--- Problem to work on ---
Repeat exactly the lines from the one containing "of the backpack" through the last line of the records below, both included, and nothing else.

Begin Listing

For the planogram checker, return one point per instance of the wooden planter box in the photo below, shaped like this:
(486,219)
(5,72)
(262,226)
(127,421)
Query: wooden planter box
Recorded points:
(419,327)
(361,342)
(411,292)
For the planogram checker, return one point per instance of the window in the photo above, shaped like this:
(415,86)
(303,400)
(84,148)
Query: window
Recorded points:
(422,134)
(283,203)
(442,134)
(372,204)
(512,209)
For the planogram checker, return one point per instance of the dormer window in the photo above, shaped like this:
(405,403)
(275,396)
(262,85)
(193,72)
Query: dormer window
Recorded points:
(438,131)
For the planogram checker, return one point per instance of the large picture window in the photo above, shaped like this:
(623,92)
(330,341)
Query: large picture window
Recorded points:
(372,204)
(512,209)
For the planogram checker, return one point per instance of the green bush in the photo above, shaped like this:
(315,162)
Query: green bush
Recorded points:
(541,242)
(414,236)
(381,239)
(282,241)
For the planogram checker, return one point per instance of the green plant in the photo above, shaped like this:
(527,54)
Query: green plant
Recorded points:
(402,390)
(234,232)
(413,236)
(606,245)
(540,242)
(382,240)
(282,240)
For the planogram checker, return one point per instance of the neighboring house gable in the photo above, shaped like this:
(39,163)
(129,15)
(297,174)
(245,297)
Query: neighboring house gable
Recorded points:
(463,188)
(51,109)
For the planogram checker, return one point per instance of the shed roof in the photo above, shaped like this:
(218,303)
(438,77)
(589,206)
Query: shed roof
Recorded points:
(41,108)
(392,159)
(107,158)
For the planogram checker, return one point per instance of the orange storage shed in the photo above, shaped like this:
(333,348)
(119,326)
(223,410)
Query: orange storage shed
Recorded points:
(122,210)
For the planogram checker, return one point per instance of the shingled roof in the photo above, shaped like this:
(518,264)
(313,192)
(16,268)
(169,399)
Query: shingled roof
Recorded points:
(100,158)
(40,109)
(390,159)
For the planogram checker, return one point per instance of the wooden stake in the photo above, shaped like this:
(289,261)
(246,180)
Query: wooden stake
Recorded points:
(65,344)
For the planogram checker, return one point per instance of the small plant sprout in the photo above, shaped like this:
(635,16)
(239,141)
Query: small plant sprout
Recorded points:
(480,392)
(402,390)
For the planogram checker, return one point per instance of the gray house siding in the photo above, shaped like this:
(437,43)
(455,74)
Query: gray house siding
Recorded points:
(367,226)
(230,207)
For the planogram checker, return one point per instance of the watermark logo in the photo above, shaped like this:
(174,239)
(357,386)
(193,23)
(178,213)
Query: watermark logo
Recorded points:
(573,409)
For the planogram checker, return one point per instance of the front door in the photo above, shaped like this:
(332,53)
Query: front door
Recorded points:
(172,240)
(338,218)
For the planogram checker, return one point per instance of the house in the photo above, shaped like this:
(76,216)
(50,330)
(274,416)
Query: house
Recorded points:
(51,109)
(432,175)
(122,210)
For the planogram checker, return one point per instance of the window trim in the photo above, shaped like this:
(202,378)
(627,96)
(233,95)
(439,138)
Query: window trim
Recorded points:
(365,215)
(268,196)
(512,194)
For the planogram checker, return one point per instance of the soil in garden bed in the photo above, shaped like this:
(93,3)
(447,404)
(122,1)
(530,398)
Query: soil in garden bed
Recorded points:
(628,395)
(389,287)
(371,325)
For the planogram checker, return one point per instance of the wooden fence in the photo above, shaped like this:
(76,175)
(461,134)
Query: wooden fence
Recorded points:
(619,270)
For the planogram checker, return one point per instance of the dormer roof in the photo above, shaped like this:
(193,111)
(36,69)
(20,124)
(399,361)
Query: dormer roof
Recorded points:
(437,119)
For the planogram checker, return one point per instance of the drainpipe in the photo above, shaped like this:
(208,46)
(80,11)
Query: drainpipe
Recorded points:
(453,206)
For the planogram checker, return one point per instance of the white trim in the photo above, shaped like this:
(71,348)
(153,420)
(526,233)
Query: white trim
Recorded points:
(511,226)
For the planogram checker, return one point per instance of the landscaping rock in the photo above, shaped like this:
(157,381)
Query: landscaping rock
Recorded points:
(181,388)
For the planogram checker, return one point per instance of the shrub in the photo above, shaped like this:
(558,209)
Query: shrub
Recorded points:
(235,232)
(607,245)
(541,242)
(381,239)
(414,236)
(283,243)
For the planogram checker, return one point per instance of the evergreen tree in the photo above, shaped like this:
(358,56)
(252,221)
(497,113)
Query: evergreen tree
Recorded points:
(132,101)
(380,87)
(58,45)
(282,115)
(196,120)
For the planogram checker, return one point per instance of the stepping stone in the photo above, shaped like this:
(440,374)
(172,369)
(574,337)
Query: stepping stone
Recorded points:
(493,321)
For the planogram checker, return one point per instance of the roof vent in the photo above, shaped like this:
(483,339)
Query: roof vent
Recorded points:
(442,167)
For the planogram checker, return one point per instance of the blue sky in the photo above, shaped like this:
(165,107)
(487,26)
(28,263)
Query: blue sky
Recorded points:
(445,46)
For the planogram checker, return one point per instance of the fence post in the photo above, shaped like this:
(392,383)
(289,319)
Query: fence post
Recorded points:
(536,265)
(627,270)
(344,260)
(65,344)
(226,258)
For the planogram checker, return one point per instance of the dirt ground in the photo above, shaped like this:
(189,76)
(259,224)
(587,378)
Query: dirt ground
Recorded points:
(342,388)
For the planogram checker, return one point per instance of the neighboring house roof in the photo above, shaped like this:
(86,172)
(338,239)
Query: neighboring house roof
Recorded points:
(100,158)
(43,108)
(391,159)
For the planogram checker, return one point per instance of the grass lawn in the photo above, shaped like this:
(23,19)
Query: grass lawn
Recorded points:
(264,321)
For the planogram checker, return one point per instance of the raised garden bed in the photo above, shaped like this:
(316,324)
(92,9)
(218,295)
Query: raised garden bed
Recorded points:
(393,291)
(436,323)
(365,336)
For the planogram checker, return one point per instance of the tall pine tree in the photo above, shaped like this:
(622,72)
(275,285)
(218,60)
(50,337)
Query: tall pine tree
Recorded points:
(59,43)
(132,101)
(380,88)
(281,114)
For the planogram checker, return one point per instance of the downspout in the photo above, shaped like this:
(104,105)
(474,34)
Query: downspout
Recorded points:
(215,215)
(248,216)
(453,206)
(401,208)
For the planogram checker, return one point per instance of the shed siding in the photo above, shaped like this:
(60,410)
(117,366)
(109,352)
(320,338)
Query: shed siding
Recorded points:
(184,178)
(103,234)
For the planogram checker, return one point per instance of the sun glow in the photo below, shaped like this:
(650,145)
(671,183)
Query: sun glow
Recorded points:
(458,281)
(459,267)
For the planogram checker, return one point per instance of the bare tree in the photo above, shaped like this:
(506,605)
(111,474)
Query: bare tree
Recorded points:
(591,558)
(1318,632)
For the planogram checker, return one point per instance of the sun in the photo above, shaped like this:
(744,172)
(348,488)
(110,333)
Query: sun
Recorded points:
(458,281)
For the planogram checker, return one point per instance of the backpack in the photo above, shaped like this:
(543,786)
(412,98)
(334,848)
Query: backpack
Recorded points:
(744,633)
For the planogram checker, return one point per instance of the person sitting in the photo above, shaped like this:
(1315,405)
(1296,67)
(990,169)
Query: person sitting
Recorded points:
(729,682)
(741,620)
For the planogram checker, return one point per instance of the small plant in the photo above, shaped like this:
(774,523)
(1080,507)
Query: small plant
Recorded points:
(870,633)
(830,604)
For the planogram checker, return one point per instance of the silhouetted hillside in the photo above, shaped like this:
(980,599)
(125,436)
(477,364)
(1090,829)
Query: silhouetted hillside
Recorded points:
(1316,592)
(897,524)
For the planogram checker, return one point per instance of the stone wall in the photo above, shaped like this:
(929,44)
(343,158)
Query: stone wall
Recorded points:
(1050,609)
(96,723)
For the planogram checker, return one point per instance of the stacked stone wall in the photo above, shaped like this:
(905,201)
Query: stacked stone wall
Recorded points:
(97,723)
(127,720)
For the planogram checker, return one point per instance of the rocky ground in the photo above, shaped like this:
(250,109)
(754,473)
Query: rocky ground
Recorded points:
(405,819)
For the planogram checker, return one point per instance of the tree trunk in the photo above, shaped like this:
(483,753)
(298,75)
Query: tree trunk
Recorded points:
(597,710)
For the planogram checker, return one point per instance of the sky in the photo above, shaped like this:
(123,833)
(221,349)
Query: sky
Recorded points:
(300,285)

End Listing

--- Worked solution ---
For the planogram checker, return one point per instance of the backpack in the photo above, shaped like this:
(543,786)
(412,98)
(334,848)
Query: backpack
Recorded points:
(744,633)
For the planogram checker, return one point per instance of the person sitting in the photo above, shaped like this:
(1315,405)
(1296,67)
(990,169)
Query: person sitting
Recorded points:
(729,682)
(741,620)
For the planogram checker, return one point per instance of the small plant in the photo above, shaped like this:
(774,523)
(1080,507)
Query: small plant
Recorded points:
(870,633)
(830,604)
For the planogram checker, return one point per instance of the silhouetted hillside in the photo above, shaped like this:
(980,599)
(125,436)
(477,364)
(1090,829)
Query: silhouetted hillside
Recorded points:
(1316,592)
(897,524)
For the planogram checker, return one point per instance of the stone wall in the photo above, shaped like this:
(929,44)
(343,158)
Query: stone wall
Recorded points:
(1050,609)
(96,723)
For the planogram checker, return one point per instance of the stacked stone wall in the photo above, shaped like this:
(905,201)
Query: stacked stone wall
Recorded points:
(97,723)
(127,720)
For the planogram checker, return one point per instance of the rocky ground in the photo above, shaped like this:
(250,109)
(754,473)
Query: rocky ground
Recorded points:
(405,819)
For the planogram checker, return one point per instance of the tree trunk in the photo above, shaped like this:
(483,753)
(298,75)
Query: tree trunk
Recorded points:
(597,710)
For the planogram checker, return one point per instance of the sky in the photo above, shaped like this:
(123,833)
(221,349)
Query: sky
Recorded points:
(300,285)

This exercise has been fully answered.